# Records provided
==========
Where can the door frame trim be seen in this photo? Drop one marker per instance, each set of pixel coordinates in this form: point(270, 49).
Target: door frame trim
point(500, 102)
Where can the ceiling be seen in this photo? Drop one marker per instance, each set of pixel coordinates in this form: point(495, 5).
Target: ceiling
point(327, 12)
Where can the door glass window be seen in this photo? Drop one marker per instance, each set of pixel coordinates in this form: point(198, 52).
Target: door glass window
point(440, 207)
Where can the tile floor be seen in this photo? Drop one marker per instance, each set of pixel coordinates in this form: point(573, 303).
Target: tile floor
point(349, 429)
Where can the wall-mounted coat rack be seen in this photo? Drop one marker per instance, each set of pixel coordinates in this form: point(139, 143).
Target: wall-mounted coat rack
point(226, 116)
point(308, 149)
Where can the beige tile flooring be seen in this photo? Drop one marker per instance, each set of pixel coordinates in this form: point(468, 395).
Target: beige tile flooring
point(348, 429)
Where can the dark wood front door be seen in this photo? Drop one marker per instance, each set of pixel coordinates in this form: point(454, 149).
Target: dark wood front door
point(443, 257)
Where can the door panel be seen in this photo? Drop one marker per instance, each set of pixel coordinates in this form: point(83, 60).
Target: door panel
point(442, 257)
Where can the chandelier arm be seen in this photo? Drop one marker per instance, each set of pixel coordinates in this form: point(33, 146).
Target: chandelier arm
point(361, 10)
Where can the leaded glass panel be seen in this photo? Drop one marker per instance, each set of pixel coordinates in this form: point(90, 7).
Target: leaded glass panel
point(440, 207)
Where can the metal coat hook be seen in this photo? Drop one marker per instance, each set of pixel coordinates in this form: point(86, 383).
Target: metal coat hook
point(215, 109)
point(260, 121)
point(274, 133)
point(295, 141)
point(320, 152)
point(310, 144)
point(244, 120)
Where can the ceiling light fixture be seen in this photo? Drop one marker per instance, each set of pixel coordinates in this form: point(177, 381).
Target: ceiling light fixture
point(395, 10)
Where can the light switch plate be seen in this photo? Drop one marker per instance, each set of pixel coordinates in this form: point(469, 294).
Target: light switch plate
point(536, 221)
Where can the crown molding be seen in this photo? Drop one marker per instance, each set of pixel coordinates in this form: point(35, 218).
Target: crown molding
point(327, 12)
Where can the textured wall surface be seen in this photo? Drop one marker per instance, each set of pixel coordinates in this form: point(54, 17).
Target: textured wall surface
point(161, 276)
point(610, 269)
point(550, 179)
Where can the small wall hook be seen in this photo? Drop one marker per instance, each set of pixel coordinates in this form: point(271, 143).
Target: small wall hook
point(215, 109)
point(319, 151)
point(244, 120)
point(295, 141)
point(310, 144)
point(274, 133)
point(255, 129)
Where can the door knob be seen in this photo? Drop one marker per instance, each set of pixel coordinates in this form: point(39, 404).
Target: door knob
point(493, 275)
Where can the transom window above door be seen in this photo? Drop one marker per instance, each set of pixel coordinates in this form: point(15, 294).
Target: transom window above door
==========
# What needs to be done
Filter the listing for the word "transom" and copy every line that holds it.

# Response
Where can the transom window above door be seen in this photo? Drop one marker per instance, each set of pixel coordinates in this form: point(15, 294).
Target: transom window above door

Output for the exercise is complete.